Reproduce the items in the stretch from the line containing "Confirm that each instance of the small" through the end of the items, replacing "instance" with "occurrence" and leaving everything else as it is. Give back only those lines.

======== WORKING DATA ========

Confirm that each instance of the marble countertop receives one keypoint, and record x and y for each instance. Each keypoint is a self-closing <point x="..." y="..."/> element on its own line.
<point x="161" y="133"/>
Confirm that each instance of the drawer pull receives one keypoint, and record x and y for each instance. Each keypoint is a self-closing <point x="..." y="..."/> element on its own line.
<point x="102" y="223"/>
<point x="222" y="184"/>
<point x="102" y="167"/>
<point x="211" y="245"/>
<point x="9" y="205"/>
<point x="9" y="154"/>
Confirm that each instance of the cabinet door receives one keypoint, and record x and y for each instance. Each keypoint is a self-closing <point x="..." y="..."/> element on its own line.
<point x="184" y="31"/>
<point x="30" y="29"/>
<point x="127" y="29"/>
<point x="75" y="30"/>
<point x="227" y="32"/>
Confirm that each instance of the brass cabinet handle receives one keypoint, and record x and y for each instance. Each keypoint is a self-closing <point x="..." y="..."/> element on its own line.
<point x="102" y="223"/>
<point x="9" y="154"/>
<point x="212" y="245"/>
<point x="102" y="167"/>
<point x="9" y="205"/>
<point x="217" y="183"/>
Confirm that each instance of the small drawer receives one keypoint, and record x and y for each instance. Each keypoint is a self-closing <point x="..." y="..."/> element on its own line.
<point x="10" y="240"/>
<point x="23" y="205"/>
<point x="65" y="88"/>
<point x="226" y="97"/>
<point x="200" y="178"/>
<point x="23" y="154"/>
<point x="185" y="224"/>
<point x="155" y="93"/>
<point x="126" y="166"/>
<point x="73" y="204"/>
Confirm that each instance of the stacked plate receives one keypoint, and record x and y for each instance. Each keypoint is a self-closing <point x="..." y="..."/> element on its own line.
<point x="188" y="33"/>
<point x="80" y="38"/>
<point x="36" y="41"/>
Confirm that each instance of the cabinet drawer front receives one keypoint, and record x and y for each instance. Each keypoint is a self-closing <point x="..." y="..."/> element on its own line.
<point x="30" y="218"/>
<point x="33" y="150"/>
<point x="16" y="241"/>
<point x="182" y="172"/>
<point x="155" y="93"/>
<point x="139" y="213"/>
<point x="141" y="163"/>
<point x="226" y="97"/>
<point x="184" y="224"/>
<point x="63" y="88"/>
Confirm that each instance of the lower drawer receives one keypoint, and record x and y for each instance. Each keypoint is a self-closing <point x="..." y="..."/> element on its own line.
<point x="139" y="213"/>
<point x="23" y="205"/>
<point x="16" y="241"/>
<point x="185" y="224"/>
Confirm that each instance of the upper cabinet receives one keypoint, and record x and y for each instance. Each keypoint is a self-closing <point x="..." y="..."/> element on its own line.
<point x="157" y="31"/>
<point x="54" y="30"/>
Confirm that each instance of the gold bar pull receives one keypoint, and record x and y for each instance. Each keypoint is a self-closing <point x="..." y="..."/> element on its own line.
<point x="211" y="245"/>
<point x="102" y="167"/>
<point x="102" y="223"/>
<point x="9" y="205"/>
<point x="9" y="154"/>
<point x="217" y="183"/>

========

SOLUTION TO THIS EXERCISE
Confirm that each occurrence of the small drawer receives one keypoint, and record x and y for each occurrence. Each keypoint is a self-closing <point x="..." y="..."/> element on its own line.
<point x="10" y="240"/>
<point x="23" y="205"/>
<point x="65" y="88"/>
<point x="226" y="97"/>
<point x="200" y="178"/>
<point x="23" y="154"/>
<point x="185" y="224"/>
<point x="155" y="93"/>
<point x="126" y="166"/>
<point x="73" y="204"/>
Confirm that each occurrence of the stacked plate receives one keypoint, and record x and y for each occurrence. Each keypoint is a self-closing <point x="..." y="..."/> element on its own line.
<point x="188" y="33"/>
<point x="80" y="38"/>
<point x="36" y="41"/>
Confirm that each occurrence of the cabinet drawer front receives one keypoint, and record x and y for each occurrence. Each keypoint is a self-closing <point x="..." y="..."/> element on its own line.
<point x="30" y="218"/>
<point x="33" y="150"/>
<point x="16" y="241"/>
<point x="182" y="172"/>
<point x="155" y="93"/>
<point x="139" y="213"/>
<point x="141" y="163"/>
<point x="226" y="97"/>
<point x="184" y="224"/>
<point x="63" y="88"/>
Confirm that each occurrence of the lower drawer receives one keypoint, and record x and y for each occurrence. Each keypoint is a self-closing <point x="..." y="..."/> element on its own line.
<point x="139" y="213"/>
<point x="23" y="205"/>
<point x="16" y="241"/>
<point x="185" y="224"/>
Confirm that each occurrence of the upper cabinet receives one keypoint, and record x and y for each occurrence. Each keypoint is a self-closing <point x="..." y="..."/> element on its own line.
<point x="157" y="31"/>
<point x="54" y="30"/>
Confirm that each occurrence of the gold bar pull receives one keypoint, and record x and y for each occurrence. Each keypoint is a self-closing <point x="..." y="..."/> element on its own line.
<point x="211" y="245"/>
<point x="102" y="167"/>
<point x="102" y="223"/>
<point x="9" y="205"/>
<point x="9" y="154"/>
<point x="217" y="183"/>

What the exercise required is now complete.